Document passage:
More

treo · on June 29, 2018

And my reply on the issue: https://www.dubs.tech/blog/benchmarking-nd4j-and-neanderthal...

dragandj · on June 29, 2018

FWIW, a reply to the reply: https://dragan.rocks/articles/18/Neanderthal-vs-ND4J-vol3

treo · on June 23, 2018

Awesome! I didn't expect you to write that blog post so soon. It will be interesting to find out where the differences (beyond the 'f' ordering thing) are that make Neanderthal so fast, since when I originally started the comparison, both basically boiled down to calling MKL through JNI.

For completeness sake, could you also provide some information about your machine specs and operating system (and if on linux your glibc and kernel version)?

treo · on June 23, 2018

It looks like while converting from my benchmarking code you've dropped the 'f' when creating the resulting array.

https://github.com/treo/benchmarking_nd4j/blob/master/src/ma...

The difference is rather huge with the newer versions of nd4j.

While the numbers in the following gists do not contain the measurements I took for neanderthal, they do contain the numbers that I got for ND4J.

Without f ordering: https://gist.github.com/treo/1fab39f213da26255cf4f75e383ff90...

With f ordering: https://gist.github.com/treo/94fe92c9417b5c8b24baa12924a35b0...

As you can see something happened in the time between the 0.4 release (I took that as the comparison point since that was when I ran my own benchmarks the last time) and the 0.9.1 release that introduced additional overhead.

Originally I planned to create my own write-up on this, but I wanted to first to find out what happened there.

Given that ND4J is mainly used inside of DL4J and the matrix sizes it is used with usually are rather large, the performance overhead difference that I've observed there for tiny multiplications isn't necessarily that bad, as the newer version performs much better on larger matrices.

dragandj · on June 23, 2018

You're right. In that particular case, ND4J comes to Neanderthal's speed. But only in that particular case; and even then ND4J is still not faster than Neanderthal. My initial quest was to find out whether ND4J can be faster than Neanderthal, and I still couldn't find a case where it is.

Problem 1: In the forum thread, why does treo say that the extra overhead ND4J shows on tiny multiplications isn't necessarily that bad? Answer in one to three sentences.

Supplied entries:
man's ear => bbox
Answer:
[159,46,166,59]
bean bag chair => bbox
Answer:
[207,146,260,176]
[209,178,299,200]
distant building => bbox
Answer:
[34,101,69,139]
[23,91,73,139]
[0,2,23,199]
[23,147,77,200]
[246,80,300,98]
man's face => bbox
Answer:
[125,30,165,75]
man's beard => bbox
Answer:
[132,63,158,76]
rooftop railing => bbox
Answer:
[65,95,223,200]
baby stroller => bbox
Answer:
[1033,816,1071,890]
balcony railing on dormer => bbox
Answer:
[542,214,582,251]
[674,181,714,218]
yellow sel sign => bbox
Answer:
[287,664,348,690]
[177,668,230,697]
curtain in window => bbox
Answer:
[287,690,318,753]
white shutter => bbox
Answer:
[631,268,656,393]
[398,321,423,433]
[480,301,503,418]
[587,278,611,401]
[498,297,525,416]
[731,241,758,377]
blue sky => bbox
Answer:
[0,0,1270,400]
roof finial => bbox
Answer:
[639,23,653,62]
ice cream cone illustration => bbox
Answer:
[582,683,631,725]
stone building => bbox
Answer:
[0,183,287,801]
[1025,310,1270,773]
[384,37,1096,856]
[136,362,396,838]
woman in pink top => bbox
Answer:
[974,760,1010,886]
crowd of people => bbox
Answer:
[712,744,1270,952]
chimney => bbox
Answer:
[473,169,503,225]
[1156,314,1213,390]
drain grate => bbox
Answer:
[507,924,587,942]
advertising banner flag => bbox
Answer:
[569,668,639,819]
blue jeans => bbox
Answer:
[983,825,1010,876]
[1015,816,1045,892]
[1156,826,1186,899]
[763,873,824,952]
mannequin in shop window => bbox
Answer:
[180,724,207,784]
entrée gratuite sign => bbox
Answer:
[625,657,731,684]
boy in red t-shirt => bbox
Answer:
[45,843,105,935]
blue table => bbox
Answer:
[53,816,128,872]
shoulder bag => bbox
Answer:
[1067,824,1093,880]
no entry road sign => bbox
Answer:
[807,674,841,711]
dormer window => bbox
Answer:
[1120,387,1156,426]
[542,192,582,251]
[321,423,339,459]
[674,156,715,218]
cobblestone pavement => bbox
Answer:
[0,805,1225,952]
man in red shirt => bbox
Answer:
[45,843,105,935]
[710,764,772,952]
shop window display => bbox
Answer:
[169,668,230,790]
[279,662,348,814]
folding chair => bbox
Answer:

Problem 2: Reproduce the lines of the listing word for word, starting at the line that contains "entrée gratuite sign => bbox" and ending at the line that contains "[0,805,1225,952]", with both of those lines included.

Task output 1: ND4J is mainly used inside DL4J, where the matrices are usually rather large. The newer version of ND4J also performs much better on larger matrices.

Task output 2:
entrée gratuite sign => bbox
Answer:
[625,657,731,684]
boy in red t-shirt => bbox
Answer:
[45,843,105,935]
blue table => bbox
Answer:
[53,816,128,872]
shoulder bag => bbox
Answer:
[1067,824,1093,880]
no entry road sign => bbox
Answer:
[807,674,841,711]
dormer window => bbox
Answer:
[1120,387,1156,426]
[542,192,582,251]
[321,423,339,459]
[674,156,715,218]
cobblestone pavement => bbox
Answer:
[0,805,1225,952]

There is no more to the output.